## [Document excerpt]
***

One of the positives of this awful lockdown year for me so far is that I have had time to do something I have wanted for a long time ............. learn to cook

I spent some money saved from a canceled ski holiday on a fancy smoker BBQ (Big Green Egg) back in March and have cooked almost daily on it ever since, surprising myself with what I am actually capable of cooking and as a bonus, no one has died yet !

So as you get into these things, join Facebook groups, forums, watch youtube etc you start to get more ambitious and want to try more unusual things, it becomes more than just food, its a new hobby at this point and as a result what you become prepared to spend raises accordingly.

I'm not alone, there is a big scene of other middle-aged twits like me all into this, mostly with money to spend - I can't help but feel the UK livestock industry is missing out here

YET (and here is the point of this thread) Top quality meat, particularly the unusual (expensive) cuts are very hard to get? why is this? I read constantly on here that British grass fed beef is "better" but where is it when I come to try to buy it ?

The first stop was the village butcher in a village a few miles away (my village has no shops anymore sadly) It's all very traditional looking and surely worth a premium over the supermarkets ? ............. but no, I've come to learn the meat is nothing special, no real provenance and pre-cut from wholesalers just being retailed. Ther first time I asked for a Picanha for example they hadn't got a clue what I was on about, I had to google it for them and what I got, in the end, wasn't really done properly.

I tried another local butcher (a bit further away but of BIG local reputation, I ordered Brisket and it turned up rolled ! I asked for "packer cut" they had no idea what I was on about despite the internet and a million youtube video's about cooking such cuts

Jacobs ladder, beef short rib, 4 rib, Tomahawks etc all command premium prices but are really hard to get until you discover the gems that do butcher their own carcasses like Tori nad Bens Fram shop etc Grass-fed Longhorn with quality and provenance worth paying for proving that these places do exist and do know how to provide what customers like me want and reap the premium price rewards to match, why are they so "hidden" though? why not the normal rather than the exception ?

***

## [Dataset content]
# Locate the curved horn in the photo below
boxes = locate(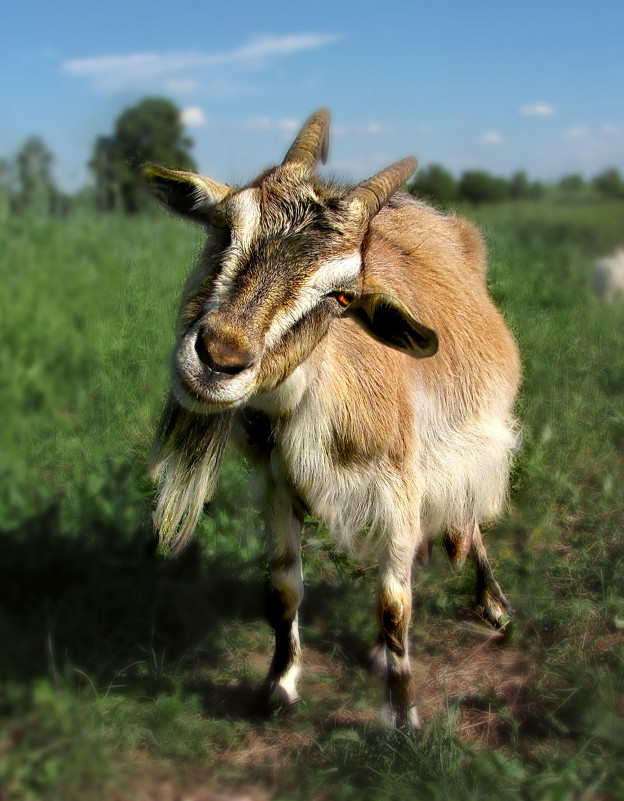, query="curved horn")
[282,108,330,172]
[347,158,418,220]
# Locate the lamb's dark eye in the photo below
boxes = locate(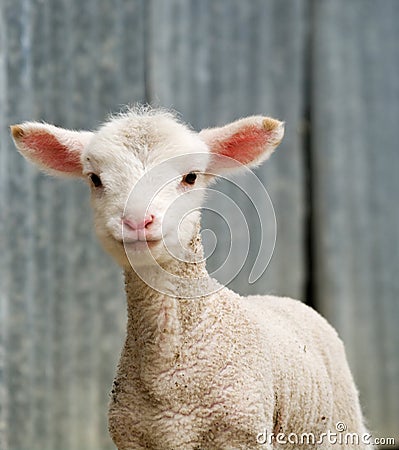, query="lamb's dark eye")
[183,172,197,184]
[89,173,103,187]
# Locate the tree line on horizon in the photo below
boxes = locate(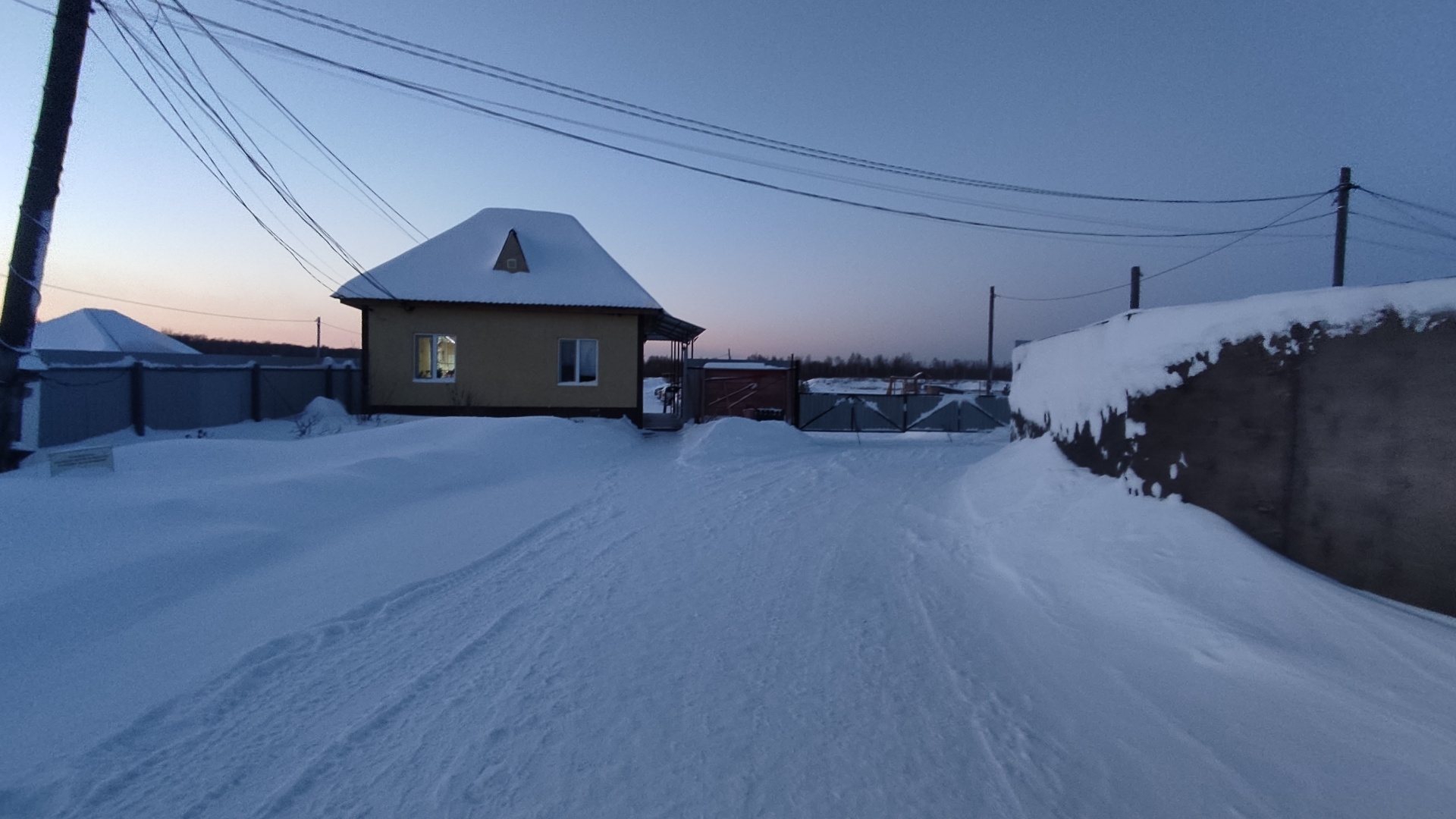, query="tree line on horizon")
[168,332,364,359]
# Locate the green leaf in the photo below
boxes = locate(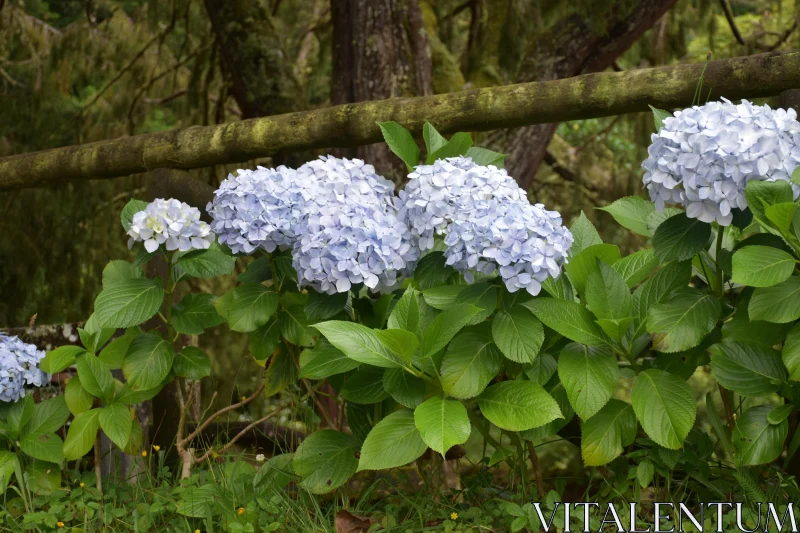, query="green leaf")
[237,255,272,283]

***

## [Work instructions]
1. From the post about buying premium beef cuts, write out everything from "YET (and here" down to "really done properly.".
2. Answer these questions from the post about buying premium beef cuts:
(a) What did the writer buy with money saved from a canceled ski holiday?
(b) Which cut did the village butcher not recognize the first time the writer asked for it?
(c) In what form did the brisket arrive from the second butcher?
3. Say whether each statement agrees with the post about buying premium beef cuts, and quote the words that decide it:
(a) The writer's own village still has shops.
(b) The writer bought the smoker in March.
(c) The shops that butcher their own carcasses offer grass-fed Longhorn.

## [Solutions by task]
1.
YET (and here is the point of this thread) Top quality meat, particularly the unusual (expensive) cuts are very hard to get? why is this? I read constantly on here that British grass fed beef is "better" but where is it when I come to try to buy it ?

The first stop was the village butcher in a village a few miles away (my village has no shops anymore sadly) It's all very traditional looking and surely worth a premium over the supermarkets ? ............. but no, I've come to learn the meat is nothing special, no real provenance and pre-cut from wholesalers just being retailed. Ther first time I asked for a Picanha for example they hadn't got a clue what I was on about, I had to google it for them and what I got, in the end, wasn't really done properly.

2.
(a) A fancy smoker BBQ, a Big Green Egg.
(b) Picanha.
(c) It arrived rolled.

3.
(a) No: "my village has no shops anymore sadly"
(b) Yes: "back in March"
(c) Yes: "Grass-fed Longhorn with quality and provenance worth paying for"